# [Set problem]
Copy these lines exactly as they appear, starting at the line that contains "TARGET = white plastic bag" and ending at the final line, with both ends included.

(Items for identifying locations)
● ● ● ● ● ● ●

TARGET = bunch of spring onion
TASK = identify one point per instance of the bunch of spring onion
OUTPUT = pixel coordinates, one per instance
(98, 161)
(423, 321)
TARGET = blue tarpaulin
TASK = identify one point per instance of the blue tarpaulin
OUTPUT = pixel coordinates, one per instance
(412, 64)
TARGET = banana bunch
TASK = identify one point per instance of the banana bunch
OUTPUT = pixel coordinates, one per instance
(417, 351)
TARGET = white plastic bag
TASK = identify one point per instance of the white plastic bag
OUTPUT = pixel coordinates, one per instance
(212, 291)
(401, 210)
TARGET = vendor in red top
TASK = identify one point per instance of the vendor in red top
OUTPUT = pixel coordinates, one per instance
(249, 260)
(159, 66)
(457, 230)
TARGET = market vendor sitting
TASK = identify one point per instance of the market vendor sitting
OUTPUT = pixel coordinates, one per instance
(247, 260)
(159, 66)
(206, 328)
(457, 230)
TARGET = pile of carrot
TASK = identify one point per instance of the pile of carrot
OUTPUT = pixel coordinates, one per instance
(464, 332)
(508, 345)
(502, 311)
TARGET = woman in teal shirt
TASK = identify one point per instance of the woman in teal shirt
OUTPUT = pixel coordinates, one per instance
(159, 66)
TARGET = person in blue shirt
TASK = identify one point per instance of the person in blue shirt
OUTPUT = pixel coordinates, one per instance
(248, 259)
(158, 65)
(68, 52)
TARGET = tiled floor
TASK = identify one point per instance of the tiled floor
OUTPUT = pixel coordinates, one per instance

● ● ● ● ● ● ●

# [Solved problem]
TARGET = white plastic bag
TASK = identify one point per instance of the white plastic bag
OUTPUT = pixel coordinates, one per instance
(212, 291)
(401, 210)
TARGET = vendor in red top
TASK = identify one point per instance of the vendor in red top
OUTPUT = pixel coordinates, one per instance
(249, 260)
(159, 66)
(457, 230)
TARGET = market vendor sitting
TASK = identify one point per instance of the market vendor sitting
OUTPUT = pixel coordinates, one per instance
(247, 260)
(159, 66)
(206, 328)
(457, 230)
TARGET = pile of carrot
TASK = identify one point per instance of the pile of carrot
OUTPUT = pixel coordinates, one per instance
(464, 332)
(508, 345)
(502, 311)
TARGET = woman in teal shirt
TASK = identify one point per instance of the woman in teal shirt
OUTPUT = pixel coordinates, one per instance
(159, 66)
TARGET = person in blue shirt
TASK = identify one point per instance of the person in blue shirt
OUTPUT = pixel coordinates, one per instance
(248, 259)
(158, 65)
(68, 52)
TARGET = tiled floor
TASK = identify one point per instance of the tiled floor
OUTPUT = pixel coordinates, one per instance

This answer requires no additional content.